__PASSAGE SHOWN__:
■ ■ ■

Law libraries license and purchase content and access. The costs of those things are volatile. Sometimes a publisher ships more or fewer items. Sometimes those items, no matter how numerous, cost more. The point is that a budget is not meant to be ESP. So when funders come to us at year end and extract money, it can create unnecessary pain. A couple of government law libraries are going through that right now. They rob Peter to pay Paul.

Minnesota has a filing fee funded law library system. The law library fee is $10 or $15 depending on the case and ranges from 5% to 15% of the main fee. It is not uncommon for fees to be designated for law library use. Until recently, that was even the case in our jurisdiction. Members paid annual dues but a component was designated the law library levy.

The fund designation suggests an intent. There is a legislative action that says, “we think access to the law is important and so we will ensure access by designating specific filing fees for that purpose.” Otherwise, the legislature could just fund the judiciary in a lump sum and leave the discretion of funding access to the law up to the judges.

Fund Extraction

This isn’t a new thing in Minnesota. A law “allowing” courthouse law libraries to fund construction projects was vetoed in 2017. The law reflects a particular view of law libraries, the library as space rather than as information resource.

If a county law library, through its trustees, has a fiscal reserve that is projected to sustain its operations for a period of over five years, the county law library may transfer up to half of the money in its fiscal reserve, but not to exceed $200,000, to the county in which the library is located to defray costs of constructing a new building to house the law library and courts.

Minn. SF1113

That didn’t actually stop the approach. The law was passed in relation to one county in 2017. Minnesota’s governor just passed a law allowing a second named county to enable that transfer as well. As one senator noted, it sets a precedent and eliminates the transparency around why the filing fee is collected in the first place.

The Polk County board is raiding the library account to pay for general courthouse tech upgrades. The library account is statutorily dedicated to paying for the library. … It is listed on the schedule of fees paid by civil filers and fine-payers as a law library fee, so redirecting its use is deceptive, too, lacking in transparency and accountability

What struck me in the senator’s statement was that the money was to be used for judicial technology upgrades. In a sense, that’s totally understandable. The judiciary in many jurisdictions have been laggards in adopting technology improvements. Even when they build new courtrooms or courthouses, technology seems to be an after thought.

I don’t have any problem with a jurisdiction deciding to fund courthouse or courtroom technology. If that improves the administration of justice, that’s a great investment. And I understand why some jurisdictions cannot afford to fund access to legal information. I don’t think it’s wise but needs must.

■ ■ ■

__RAW DATA__:
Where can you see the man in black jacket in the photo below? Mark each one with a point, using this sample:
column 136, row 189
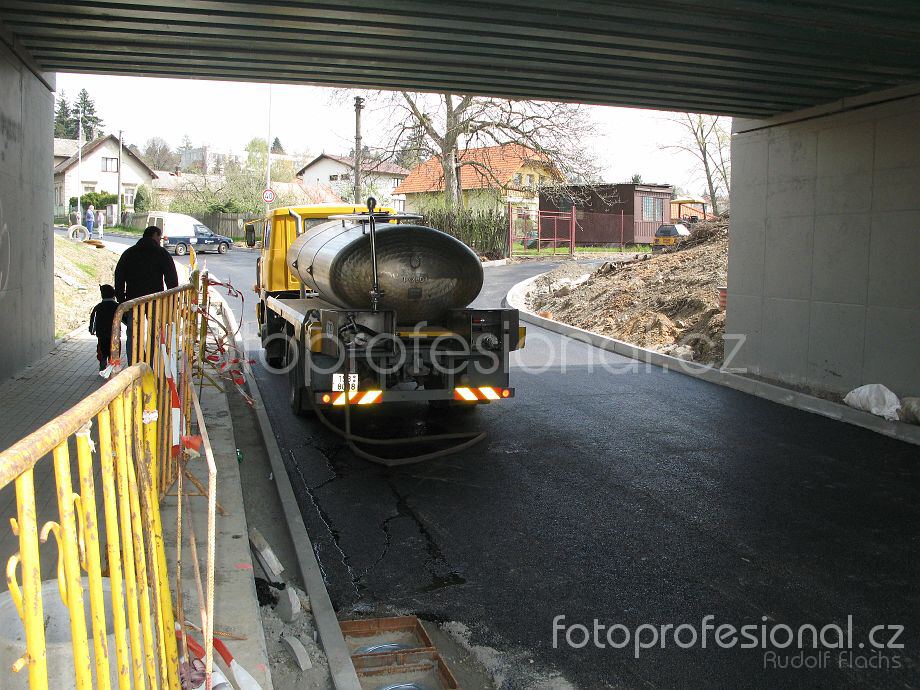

■ ■ ■

__WRITTEN TASK__: Give every dollar amount that appears in the post on law library funding, in the order they occur.

__ANSWER TO THIS PROBLEM__: $10, $15, $200,000